== Objectif énoncé 1 ==
D'après l'extrait sur Ann Hui, avec quelle actrice recevra-t-elle le Lion d'or d'honneur ?

== Extrait ==
****
Qui est Ann Hui, Lion d’or de la Mostra de Venise 2020 ?

Début septembre, lors de la 77e Mostra de Venise, la réalisatrice hongkongaise Ann Hui recevra, avec l’actrice britannique Tilda Swinton, un Lion d’or d’honneur pour l’ensemble de sa carrière. Le plus ancien festival international de cinéma honore ainsi l’une des plus grandes figures de la Nouvelle Vague hongkongaise.

À 73 ans, elle deviendra la première femme réalisatrice à recevoir un Lion d’or d’honneur. Et avec elle, pour la première fois, un artiste né en Chine aura cette récompense célébrant une carrière cinématographique extraordinaire.
****
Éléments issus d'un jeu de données
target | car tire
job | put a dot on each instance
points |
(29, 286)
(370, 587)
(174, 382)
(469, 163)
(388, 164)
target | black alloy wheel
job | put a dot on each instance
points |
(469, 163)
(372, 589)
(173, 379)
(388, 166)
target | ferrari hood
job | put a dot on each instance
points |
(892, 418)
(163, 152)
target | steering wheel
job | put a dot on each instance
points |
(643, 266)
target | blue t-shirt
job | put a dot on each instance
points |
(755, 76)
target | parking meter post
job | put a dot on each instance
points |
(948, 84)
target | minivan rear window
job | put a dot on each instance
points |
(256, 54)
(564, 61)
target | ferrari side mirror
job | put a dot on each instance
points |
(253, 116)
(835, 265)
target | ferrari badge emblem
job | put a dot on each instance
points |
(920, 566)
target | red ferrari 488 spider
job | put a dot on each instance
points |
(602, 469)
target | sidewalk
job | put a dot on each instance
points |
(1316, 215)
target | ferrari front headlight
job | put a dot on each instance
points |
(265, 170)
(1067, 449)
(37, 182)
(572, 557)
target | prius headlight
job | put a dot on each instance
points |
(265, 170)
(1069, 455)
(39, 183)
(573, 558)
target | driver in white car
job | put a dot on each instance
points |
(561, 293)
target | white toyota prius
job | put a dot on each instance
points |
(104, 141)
****
== Objectif énoncé 2 ==
Réécrivez les entrées, depuis la ligne contenant « target | red ferrari 488 spider » jusqu'à la fin des entrées, en substituant « headlamp » à « headlight » et en laissant tout le reste inchangé.

== Résultat 1 ==
Avec l'actrice britannique Tilda Swinton.

== Résultat 2 ==
target | red ferrari 488 spider
job | put a dot on each instance
points |
(602, 469)
target | sidewalk
job | put a dot on each instance
points |
(1316, 215)
target | ferrari front headlamp
job | put a dot on each instance
points |
(265, 170)
(1067, 449)
(37, 182)
(572, 557)
target | prius headlamp
job | put a dot on each instance
points |
(265, 170)
(1069, 455)
(39, 183)
(573, 558)
target | driver in white car
job | put a dot on each instance
points |
(561, 293)
target | white toyota prius
job | put a dot on each instance
points |
(104, 141)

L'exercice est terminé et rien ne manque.